What to work on>
a) According to the SPSS dummy variable instructions, how many copies of the first dummy variable's syntax should be pasted beneath the original?
b) Rewrite the SPSS dummy variable instructions, starting at the words "The rest is" and stopping after "by clicking ‘ok’.", with "birth year" changed to "year of birth".

Page text>

━━━━━━

You will soon discover that it is very time consuming to create all the dummy variables by means of the SPSS menu-system. Alternatively, you could create the first dummy variable in this way, paste the corresponding syntax to a syntax window by clicking ‘paste’ instead of ‘ok’, and then proceed by copying this syntax and pasting 6 copies of it beneath the original (one copy for each of the 6 remaining mother’s education dummy variables). Finish by editing the variable names, variable labels and ANY-functions of the 6 syntax-copies according to the instructions given above, select the entire syntax (all seven commands) and run it by clicking the blue arrow on the tool bar. Use the same procedure to create the father’s education dummies.

The rest is easy. You open the linear regression dialogue box, put the education length variable in the dependent variable field and the birth year variable in the independent variables field. Then you click ‘next’ and add all the 7 mother’s education dummy variables. Finally, you click ‘next’ once more, add the fathers education dummy variables, tick the ‘R-squared change’ statistics option, and finish by clicking ‘ok’.

━━━━━━

Saved entries

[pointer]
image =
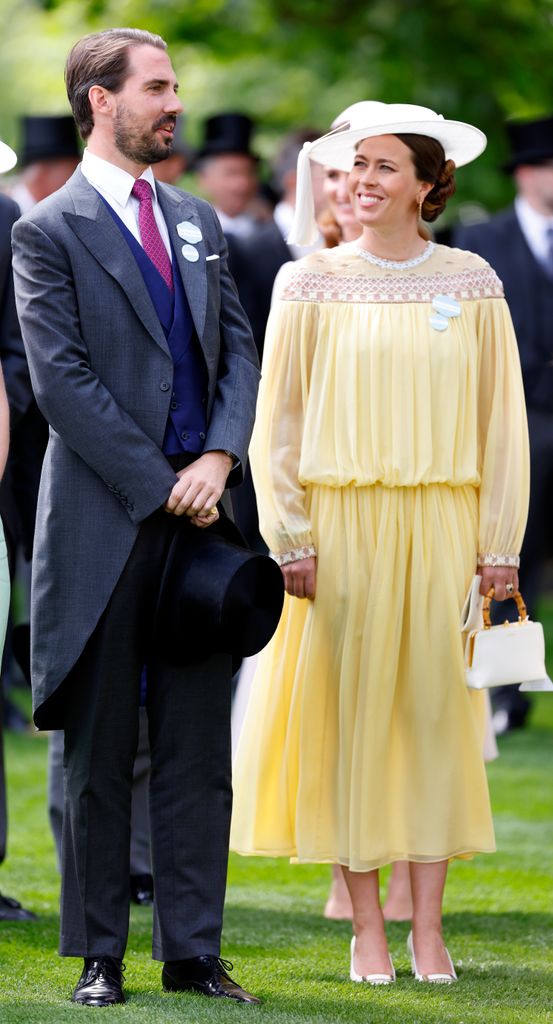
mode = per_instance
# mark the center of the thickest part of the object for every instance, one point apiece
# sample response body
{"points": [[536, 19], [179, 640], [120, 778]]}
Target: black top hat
{"points": [[216, 595], [227, 133], [532, 141], [46, 137]]}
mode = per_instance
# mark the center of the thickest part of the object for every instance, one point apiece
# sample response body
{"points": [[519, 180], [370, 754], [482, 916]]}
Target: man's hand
{"points": [[199, 487], [300, 578], [497, 577]]}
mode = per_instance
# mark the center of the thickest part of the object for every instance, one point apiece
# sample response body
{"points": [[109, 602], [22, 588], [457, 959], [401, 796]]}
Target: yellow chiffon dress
{"points": [[393, 444]]}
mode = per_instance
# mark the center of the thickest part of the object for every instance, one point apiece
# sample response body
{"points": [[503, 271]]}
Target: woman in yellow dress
{"points": [[389, 459]]}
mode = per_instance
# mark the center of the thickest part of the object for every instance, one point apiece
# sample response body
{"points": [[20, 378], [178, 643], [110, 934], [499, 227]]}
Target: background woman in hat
{"points": [[390, 456]]}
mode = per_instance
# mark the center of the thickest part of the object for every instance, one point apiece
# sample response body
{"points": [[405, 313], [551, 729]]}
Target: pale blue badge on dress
{"points": [[444, 306], [188, 231], [190, 254], [439, 323]]}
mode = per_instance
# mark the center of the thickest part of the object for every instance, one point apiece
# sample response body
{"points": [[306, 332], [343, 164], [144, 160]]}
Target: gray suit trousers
{"points": [[188, 711]]}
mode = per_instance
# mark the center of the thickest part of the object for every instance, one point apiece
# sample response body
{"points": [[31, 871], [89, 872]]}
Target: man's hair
{"points": [[101, 58]]}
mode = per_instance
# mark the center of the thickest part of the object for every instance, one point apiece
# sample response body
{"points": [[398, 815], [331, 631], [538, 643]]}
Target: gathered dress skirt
{"points": [[362, 743]]}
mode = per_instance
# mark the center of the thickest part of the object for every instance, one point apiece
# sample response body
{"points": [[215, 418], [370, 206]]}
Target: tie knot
{"points": [[141, 189]]}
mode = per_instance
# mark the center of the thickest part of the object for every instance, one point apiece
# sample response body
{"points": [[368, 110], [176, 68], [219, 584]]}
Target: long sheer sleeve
{"points": [[503, 438], [277, 440]]}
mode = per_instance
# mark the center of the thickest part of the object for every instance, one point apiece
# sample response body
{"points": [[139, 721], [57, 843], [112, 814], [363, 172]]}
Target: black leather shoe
{"points": [[100, 983], [10, 909], [204, 974], [141, 889]]}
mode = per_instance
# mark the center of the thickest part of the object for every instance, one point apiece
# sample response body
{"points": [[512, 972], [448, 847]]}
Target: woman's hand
{"points": [[498, 577], [300, 578]]}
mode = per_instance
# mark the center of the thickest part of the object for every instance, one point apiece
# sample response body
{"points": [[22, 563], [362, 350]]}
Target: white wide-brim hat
{"points": [[462, 142], [7, 158]]}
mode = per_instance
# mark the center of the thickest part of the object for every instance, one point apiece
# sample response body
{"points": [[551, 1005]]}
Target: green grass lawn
{"points": [[499, 921]]}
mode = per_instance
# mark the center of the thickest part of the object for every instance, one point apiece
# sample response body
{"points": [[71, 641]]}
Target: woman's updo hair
{"points": [[431, 166]]}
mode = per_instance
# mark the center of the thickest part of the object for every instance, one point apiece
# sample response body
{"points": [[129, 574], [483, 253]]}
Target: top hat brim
{"points": [[528, 158], [216, 595], [8, 158], [222, 148]]}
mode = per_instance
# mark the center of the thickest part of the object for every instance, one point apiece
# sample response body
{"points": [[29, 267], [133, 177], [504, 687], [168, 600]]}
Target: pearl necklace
{"points": [[394, 264]]}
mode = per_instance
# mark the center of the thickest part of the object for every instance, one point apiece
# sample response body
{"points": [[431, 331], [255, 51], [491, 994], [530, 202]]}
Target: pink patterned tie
{"points": [[150, 233]]}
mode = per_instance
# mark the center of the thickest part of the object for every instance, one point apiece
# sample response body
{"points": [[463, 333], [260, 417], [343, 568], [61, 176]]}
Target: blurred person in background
{"points": [[13, 406], [228, 171], [49, 154], [518, 244]]}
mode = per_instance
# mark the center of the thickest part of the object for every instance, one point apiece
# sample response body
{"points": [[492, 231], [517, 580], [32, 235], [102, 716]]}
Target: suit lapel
{"points": [[176, 208], [96, 229]]}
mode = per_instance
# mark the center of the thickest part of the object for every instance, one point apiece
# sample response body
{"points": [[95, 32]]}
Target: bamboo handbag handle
{"points": [[517, 596]]}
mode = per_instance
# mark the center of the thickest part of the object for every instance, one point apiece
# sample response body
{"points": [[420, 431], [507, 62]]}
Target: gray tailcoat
{"points": [[101, 373]]}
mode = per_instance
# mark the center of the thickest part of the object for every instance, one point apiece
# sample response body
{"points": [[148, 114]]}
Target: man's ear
{"points": [[100, 99]]}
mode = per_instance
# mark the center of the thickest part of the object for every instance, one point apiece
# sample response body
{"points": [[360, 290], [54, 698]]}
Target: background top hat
{"points": [[48, 137], [532, 141], [215, 595], [227, 133]]}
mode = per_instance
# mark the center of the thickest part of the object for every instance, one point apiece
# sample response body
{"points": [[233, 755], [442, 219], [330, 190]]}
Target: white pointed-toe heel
{"points": [[371, 979], [434, 979]]}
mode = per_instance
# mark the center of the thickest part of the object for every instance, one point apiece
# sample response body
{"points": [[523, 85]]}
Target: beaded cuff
{"points": [[491, 558], [308, 551]]}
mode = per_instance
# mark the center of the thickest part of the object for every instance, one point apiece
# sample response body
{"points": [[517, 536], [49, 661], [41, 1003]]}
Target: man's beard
{"points": [[138, 145]]}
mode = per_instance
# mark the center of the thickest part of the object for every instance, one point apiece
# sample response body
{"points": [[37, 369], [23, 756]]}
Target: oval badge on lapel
{"points": [[188, 231], [190, 254]]}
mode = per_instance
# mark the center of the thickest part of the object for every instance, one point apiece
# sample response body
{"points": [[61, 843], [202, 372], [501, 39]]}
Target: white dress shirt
{"points": [[535, 227], [115, 186]]}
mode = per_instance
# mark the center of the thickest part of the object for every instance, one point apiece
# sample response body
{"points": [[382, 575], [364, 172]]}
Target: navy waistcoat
{"points": [[186, 424]]}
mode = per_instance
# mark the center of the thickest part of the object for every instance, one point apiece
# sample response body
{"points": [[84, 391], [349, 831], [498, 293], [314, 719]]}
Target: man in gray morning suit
{"points": [[142, 363]]}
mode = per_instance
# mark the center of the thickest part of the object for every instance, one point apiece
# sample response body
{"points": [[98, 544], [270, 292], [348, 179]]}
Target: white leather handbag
{"points": [[502, 655]]}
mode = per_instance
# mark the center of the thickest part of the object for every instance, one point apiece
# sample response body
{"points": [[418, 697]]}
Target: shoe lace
{"points": [[108, 967], [225, 966]]}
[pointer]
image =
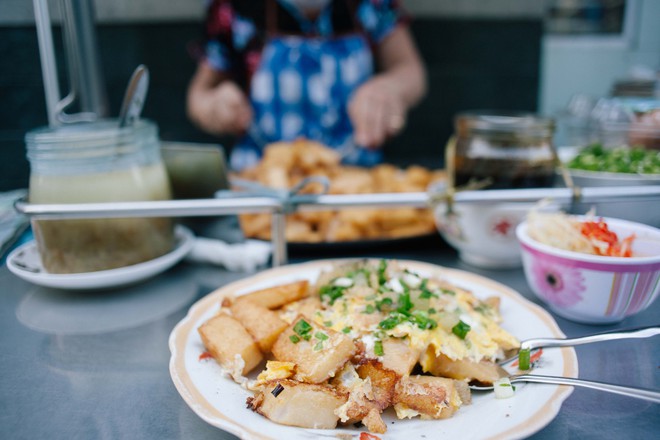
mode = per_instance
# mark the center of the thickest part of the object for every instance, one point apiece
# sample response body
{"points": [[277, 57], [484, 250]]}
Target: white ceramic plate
{"points": [[221, 402], [25, 262]]}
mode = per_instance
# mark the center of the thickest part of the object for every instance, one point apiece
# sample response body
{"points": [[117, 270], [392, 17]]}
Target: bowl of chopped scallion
{"points": [[596, 165]]}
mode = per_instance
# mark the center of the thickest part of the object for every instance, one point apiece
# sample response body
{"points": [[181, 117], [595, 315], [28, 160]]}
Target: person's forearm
{"points": [[200, 103], [402, 67]]}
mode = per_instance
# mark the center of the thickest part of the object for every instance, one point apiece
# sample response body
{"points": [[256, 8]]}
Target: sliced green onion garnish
{"points": [[378, 348], [461, 329], [523, 359]]}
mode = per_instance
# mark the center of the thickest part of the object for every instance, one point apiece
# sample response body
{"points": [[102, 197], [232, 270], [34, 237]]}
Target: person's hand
{"points": [[229, 111], [377, 112]]}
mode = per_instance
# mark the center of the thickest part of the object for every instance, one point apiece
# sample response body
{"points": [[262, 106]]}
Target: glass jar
{"points": [[98, 162], [502, 150]]}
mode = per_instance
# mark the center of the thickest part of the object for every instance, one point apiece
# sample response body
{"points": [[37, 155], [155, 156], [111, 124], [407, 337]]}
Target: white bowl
{"points": [[484, 233], [637, 211], [595, 289]]}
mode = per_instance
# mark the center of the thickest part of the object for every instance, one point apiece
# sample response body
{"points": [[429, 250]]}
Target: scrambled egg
{"points": [[374, 301]]}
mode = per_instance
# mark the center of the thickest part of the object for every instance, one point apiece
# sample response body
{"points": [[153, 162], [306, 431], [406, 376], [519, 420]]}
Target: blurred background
{"points": [[480, 54]]}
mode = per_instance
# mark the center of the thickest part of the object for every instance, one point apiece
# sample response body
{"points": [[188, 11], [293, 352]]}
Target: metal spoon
{"points": [[638, 393], [134, 97], [531, 344]]}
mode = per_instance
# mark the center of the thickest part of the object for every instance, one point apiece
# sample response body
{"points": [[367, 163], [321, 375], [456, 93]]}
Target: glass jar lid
{"points": [[502, 123]]}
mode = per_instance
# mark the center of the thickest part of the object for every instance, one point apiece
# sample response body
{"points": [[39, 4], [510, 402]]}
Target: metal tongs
{"points": [[290, 197]]}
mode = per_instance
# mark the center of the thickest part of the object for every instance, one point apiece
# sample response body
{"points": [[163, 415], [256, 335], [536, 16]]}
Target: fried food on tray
{"points": [[285, 164], [352, 344]]}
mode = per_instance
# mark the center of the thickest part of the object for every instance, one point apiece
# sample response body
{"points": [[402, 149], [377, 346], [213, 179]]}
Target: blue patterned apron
{"points": [[302, 88]]}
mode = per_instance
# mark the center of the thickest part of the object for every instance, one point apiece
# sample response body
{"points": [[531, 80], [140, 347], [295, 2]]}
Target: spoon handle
{"points": [[638, 393], [134, 98], [640, 332]]}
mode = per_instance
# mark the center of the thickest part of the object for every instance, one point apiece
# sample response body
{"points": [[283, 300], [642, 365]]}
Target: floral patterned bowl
{"points": [[595, 289]]}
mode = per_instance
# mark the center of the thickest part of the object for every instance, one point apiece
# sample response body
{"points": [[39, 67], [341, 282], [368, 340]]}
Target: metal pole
{"points": [[47, 56]]}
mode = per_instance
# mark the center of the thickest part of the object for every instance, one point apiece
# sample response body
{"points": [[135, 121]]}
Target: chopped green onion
{"points": [[405, 304], [523, 359], [378, 348], [302, 327], [461, 329], [382, 267]]}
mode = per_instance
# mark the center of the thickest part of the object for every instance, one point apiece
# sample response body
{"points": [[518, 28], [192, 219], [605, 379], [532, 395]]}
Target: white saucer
{"points": [[25, 262]]}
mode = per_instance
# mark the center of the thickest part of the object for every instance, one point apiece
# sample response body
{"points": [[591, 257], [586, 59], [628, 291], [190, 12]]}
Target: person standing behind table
{"points": [[277, 70]]}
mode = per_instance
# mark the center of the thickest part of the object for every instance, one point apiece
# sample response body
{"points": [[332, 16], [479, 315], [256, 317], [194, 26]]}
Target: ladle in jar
{"points": [[134, 97]]}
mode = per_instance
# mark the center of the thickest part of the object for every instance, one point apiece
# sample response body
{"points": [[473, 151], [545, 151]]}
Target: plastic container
{"points": [[98, 162], [508, 150]]}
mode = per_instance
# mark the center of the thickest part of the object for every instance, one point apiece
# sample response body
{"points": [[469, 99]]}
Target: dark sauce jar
{"points": [[502, 150]]}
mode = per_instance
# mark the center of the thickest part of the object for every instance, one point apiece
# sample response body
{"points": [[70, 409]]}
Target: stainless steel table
{"points": [[95, 366]]}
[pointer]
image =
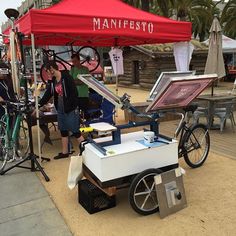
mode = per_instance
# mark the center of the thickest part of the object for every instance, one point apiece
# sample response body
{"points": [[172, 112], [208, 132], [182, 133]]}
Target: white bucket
{"points": [[148, 137]]}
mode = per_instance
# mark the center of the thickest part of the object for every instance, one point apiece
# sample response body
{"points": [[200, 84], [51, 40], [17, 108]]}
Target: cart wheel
{"points": [[142, 193]]}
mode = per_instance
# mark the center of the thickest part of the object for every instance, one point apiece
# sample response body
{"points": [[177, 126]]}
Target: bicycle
{"points": [[14, 140], [194, 140], [89, 57]]}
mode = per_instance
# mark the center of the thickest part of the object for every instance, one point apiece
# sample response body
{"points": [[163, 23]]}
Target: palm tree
{"points": [[199, 12], [228, 18]]}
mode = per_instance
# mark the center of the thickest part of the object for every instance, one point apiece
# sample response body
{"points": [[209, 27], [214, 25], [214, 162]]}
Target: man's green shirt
{"points": [[83, 88]]}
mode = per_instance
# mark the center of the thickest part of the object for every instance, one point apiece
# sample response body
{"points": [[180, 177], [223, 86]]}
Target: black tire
{"points": [[22, 144], [87, 60], [43, 73], [196, 145], [3, 148], [142, 193]]}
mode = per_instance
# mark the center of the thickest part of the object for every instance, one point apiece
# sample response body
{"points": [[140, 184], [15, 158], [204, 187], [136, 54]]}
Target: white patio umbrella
{"points": [[215, 60]]}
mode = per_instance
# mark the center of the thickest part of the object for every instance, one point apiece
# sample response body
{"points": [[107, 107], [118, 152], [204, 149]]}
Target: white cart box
{"points": [[132, 156]]}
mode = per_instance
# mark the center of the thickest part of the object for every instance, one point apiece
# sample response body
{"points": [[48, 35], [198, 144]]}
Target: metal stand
{"points": [[35, 165]]}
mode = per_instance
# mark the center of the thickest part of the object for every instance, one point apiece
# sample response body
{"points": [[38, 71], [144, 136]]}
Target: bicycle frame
{"points": [[12, 132], [181, 130], [56, 57]]}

━━━━━━

Expected results>
a) Six copies, one for each of the six remaining mother's education dummy variables.

b)
The rest is easy. You open the linear regression dialogue box, put the education length variable in the dependent variable field and the year of birth variable in the independent variables field. Then you click ‘next’ and add all the 7 mother’s education dummy variables. Finally, you click ‘next’ once more, add the fathers education dummy variables, tick the ‘R-squared change’ statistics option, and finish by clicking ‘ok’.